EXERCISE =
Please repeat every line below exactly, from the first to the last.

##########

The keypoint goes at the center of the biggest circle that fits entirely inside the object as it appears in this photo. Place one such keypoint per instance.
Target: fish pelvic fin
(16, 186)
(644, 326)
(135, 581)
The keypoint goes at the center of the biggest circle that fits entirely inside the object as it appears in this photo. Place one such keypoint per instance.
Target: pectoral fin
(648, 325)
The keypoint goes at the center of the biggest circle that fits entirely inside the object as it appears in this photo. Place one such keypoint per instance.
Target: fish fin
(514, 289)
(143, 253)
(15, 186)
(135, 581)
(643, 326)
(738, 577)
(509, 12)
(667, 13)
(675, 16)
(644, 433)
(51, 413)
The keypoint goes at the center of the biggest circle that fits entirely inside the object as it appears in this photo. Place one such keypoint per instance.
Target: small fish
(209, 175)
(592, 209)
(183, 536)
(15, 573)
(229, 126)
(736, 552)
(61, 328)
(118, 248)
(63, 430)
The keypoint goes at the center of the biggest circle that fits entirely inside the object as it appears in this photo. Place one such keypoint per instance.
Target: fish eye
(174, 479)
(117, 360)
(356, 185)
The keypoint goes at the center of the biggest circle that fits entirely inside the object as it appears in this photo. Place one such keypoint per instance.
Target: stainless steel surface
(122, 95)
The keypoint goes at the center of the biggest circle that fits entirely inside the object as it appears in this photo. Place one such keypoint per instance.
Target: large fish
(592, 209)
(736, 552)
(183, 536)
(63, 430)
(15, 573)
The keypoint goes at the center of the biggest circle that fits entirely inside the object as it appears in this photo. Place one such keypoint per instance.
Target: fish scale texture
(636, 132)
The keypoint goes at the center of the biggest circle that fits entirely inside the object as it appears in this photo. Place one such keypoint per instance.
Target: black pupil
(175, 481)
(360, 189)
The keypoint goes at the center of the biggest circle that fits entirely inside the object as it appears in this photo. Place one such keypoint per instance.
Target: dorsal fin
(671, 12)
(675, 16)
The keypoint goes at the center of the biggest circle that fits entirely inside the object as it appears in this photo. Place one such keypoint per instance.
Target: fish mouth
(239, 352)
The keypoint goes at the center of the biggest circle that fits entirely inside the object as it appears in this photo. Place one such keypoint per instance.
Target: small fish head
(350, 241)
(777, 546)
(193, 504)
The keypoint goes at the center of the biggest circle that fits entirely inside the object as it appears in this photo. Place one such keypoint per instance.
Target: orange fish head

##########

EXERCISE RESPONSE =
The keypoint goes at the center of the biggest circle that fits entirely inside the object as it appears in this photo. Place one such keypoint per instance.
Target: fish pelvic fin
(16, 186)
(644, 326)
(135, 581)
The keypoint goes at the center of the biggest circle that fits entirely inside the object as it appears in this photo. Place one such keypoint per instance.
Target: pectoral fin
(648, 325)
The keypoint goes at the center of the biggest circle that fits entirely inside the object as it appears in this photo. Place one such keypoint per instance.
Target: fish fin
(514, 289)
(143, 253)
(15, 186)
(135, 581)
(643, 326)
(738, 577)
(509, 12)
(667, 13)
(675, 16)
(644, 433)
(51, 413)
The keypoint goes at the center of the biggest circle that fits entirely inside the object as it appears in this photo. Place one such keypoint per instance.
Target: small fish
(209, 175)
(592, 209)
(183, 536)
(15, 573)
(229, 126)
(736, 552)
(61, 328)
(118, 248)
(63, 430)
The keypoint goes at the center of the biggest circle that fits entirely inside the object as it appears in this photo. Place one such keypoint per instance.
Target: fish eye
(174, 479)
(117, 360)
(356, 185)
The keypoint goes at the center of the biggest circle that fits entirely inside the object as it appears in this photo. Place one such keypoint per instance.
Target: stainless steel surface
(122, 95)
The keypoint goes at the center of the biggest circle that fits entirely inside the object as it appears in this photo. Place one such keypoint per instance.
Target: large fish
(592, 209)
(736, 552)
(183, 536)
(63, 430)
(15, 573)
The keypoint goes at the center of the biggest circle that fits entirely inside the object as it appears in this photo. Place one such keypoint per instance.
Target: fish scale texture
(636, 132)
The keypoint goes at the center of the biggest circle that fits entirely inside the object as it appears in this photo. Place one such keypoint per instance.
Target: black pupil
(175, 481)
(360, 189)
The keypoint goes at the center of the biggest circle that fits entirely inside the object as it appears in this photo. Place one such keypoint per instance.
Target: dorsal fin
(671, 12)
(675, 16)
The keypoint goes at the center of the biggest circle that fits entirely inside the object as it appears in this photo. Place one such keypoint per instance.
Target: fish mouth
(239, 352)
The keypoint goes at the center of the biggest circle that fits entirely inside the object as it appears in this photo. Place one such keypoint per instance.
Target: small fish head
(350, 241)
(777, 546)
(193, 504)
The keypoint goes at the center of the biggest circle that fits entirely inside the object as it appears in this photo. Place one such keypoint per instance.
Target: orange fish head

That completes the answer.